(What to do) With both ends included, repeat exactly the lines of the entries below from the one containing "If you could mark the aircraft" down to the one containing "If you could mark the tail", and no others.
+++ Data to process
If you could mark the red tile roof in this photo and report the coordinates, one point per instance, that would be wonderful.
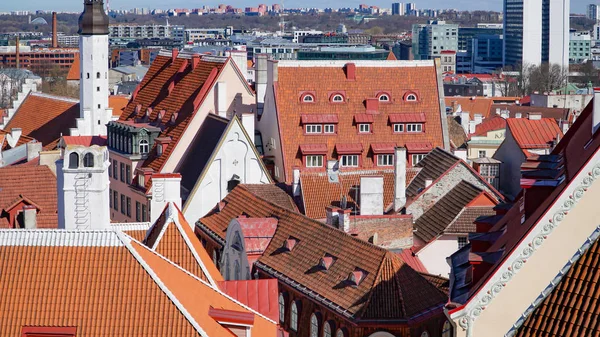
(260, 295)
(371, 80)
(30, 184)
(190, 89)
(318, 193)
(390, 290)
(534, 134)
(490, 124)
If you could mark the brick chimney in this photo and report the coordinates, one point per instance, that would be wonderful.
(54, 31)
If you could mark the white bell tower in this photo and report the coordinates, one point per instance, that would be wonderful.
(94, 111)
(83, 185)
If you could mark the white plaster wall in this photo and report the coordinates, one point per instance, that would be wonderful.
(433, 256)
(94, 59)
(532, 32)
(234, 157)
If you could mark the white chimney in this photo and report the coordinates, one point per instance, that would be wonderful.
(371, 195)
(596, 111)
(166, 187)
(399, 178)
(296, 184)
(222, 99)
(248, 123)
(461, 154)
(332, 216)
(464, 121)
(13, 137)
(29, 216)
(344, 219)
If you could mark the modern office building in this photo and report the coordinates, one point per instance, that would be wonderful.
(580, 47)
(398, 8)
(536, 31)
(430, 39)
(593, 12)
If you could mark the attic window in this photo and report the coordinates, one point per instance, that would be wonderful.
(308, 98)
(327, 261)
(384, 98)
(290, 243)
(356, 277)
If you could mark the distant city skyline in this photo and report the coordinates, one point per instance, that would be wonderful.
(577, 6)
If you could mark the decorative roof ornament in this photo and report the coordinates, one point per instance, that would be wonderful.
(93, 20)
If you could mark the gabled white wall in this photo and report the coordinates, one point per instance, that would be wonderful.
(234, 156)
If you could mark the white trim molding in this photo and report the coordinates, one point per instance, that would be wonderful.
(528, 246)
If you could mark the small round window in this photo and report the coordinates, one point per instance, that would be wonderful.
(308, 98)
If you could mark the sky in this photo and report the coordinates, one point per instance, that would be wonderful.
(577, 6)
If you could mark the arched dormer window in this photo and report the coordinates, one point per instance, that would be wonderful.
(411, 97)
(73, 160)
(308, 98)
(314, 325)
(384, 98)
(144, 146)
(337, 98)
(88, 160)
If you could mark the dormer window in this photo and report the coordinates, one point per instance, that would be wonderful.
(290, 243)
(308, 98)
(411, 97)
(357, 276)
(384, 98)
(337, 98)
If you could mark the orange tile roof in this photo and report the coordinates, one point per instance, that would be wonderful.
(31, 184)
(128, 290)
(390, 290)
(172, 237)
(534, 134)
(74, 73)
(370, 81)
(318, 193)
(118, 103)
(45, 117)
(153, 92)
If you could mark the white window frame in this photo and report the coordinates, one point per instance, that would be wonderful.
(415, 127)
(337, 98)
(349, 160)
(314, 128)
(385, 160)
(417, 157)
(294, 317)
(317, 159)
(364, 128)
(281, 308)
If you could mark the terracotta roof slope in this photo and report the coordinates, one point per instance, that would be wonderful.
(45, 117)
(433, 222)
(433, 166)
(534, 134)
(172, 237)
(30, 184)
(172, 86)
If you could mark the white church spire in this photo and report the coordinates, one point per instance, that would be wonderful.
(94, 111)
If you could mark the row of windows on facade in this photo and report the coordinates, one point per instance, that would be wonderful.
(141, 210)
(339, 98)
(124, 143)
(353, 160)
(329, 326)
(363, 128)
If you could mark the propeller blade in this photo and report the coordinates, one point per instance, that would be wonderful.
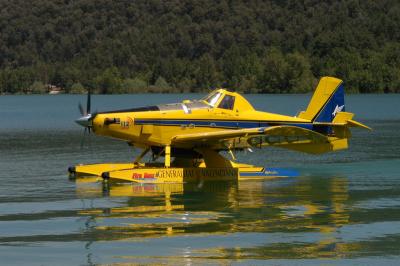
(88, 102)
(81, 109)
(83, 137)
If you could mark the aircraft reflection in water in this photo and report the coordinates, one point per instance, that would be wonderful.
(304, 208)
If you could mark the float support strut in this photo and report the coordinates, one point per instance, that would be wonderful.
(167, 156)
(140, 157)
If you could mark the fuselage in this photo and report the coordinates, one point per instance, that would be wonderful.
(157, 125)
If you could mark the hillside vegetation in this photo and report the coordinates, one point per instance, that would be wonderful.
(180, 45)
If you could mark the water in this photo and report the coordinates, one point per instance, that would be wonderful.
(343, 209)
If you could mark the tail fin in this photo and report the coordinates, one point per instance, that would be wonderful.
++++++
+++ Data to process
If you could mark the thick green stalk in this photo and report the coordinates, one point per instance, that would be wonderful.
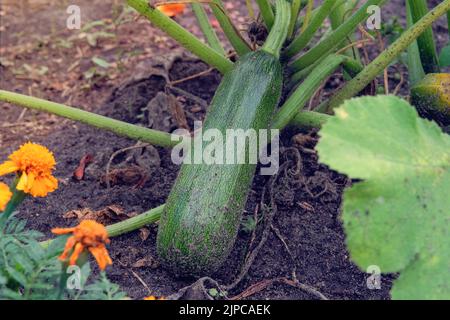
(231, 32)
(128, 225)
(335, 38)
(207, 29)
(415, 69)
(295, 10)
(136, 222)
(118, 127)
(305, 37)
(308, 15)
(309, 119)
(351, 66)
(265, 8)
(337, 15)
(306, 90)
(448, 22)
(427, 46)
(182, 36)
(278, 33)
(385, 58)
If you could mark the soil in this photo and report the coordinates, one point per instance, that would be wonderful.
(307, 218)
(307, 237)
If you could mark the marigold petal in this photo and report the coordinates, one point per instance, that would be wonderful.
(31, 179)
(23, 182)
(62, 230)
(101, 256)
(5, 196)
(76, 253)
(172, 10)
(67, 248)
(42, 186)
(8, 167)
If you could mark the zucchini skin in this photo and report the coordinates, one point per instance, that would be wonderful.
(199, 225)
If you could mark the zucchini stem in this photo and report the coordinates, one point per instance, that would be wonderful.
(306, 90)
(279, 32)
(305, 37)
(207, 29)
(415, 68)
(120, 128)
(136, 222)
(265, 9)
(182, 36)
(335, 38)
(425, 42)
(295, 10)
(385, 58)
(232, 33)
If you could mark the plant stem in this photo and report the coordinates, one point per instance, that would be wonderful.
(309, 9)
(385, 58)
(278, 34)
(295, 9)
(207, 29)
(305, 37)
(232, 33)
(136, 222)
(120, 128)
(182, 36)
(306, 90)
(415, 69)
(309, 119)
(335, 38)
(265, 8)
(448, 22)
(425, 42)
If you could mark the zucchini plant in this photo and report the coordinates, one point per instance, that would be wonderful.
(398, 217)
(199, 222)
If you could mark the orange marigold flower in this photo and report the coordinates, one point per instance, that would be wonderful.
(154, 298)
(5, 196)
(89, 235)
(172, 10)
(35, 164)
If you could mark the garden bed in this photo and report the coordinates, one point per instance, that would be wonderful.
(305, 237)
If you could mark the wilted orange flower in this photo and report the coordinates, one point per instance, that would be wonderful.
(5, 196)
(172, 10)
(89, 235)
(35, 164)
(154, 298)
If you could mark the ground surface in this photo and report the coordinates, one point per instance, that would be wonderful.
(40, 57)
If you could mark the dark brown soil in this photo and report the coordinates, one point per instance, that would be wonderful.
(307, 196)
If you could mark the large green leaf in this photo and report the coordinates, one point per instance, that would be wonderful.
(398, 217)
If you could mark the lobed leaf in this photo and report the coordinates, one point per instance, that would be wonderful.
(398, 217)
++++++
(Task answer)
If you could mark the aircraft reflection in water in this photo and report the coordinates, one point per instance, that would be wonderful.
(304, 208)
If you could mark the float support strut in this photo and report the coordinates, one point per instance, that would be wonderful.
(167, 156)
(140, 157)
If you could mark the fuselage in this photo and report the coordinates, one point per instance, that would be wonderful.
(157, 125)
If you could mark the hillside vegetation in this photo and report the coordinates, one point per instance, that would be wonderful.
(180, 45)
If you could mark the water in this photo and report the coordinates, one point per instance, that would be wonderful.
(343, 209)
If you could mark the tail fin in this photo and report the coordinates, one point per instance, that would be wonderful.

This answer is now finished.